• _Document segment_
▬▬▬
Competitive risk adjustment, not so nuts

I’ve fixed my earlier post on competitive risk adjustment. Mistakes happen and I had a whopper in it. But that’s gone now and explained tersely and, likely to many, incomprehensibly in a note at the end of that post.

Meanwhile, I’ve heard from some colleagues who know what they’re talking about* that the idea expressed in that post is not nuts. In fact, it’s one that has been contemplated in the past, though as far as I know not documented anywhere. It hadn’t been formally proposed because it had been viewed as too big a step. Simpler competitive bidding for Medicare plans has been contemplated and fought for and against for decades. Given that, anything more ambitious seems like too much.

Anyway, I’m pleased to know that the idea has some merit. That’s enough for me. It’s good to have something in mind that might improve risk adjustment. If standard risk adjustment approaches turn out to be inadequate in plan exchanges with or without a public option, there is an off-the-shelf idea that can be refined and put to use.

* I’m not mentioning the colleagues by name only because I haven’t bothered to ask them if it is OK to do so. There’s no reason why it wouldn’t be, that I know of, but it is my style to always ask. I don’t feel like bothering them about this, so let’s just leave it at that.
▬▬▬
• _Excerpted records_
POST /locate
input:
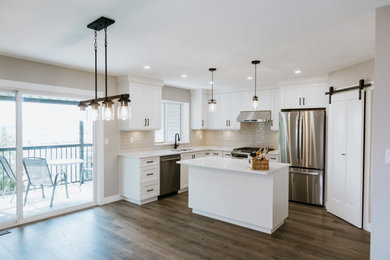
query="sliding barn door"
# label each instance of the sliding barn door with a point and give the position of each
(345, 157)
▬▬▬
• _Required action_
Please explain, in one to three sentences, why the post on competitive risk adjustment says the idea had never been formally proposed.

• _Exercise solution_
It had been viewed as too big a step. Simpler competitive bidding for Medicare plans has been contemplated and fought over for decades, so anything more ambitious seemed like too much.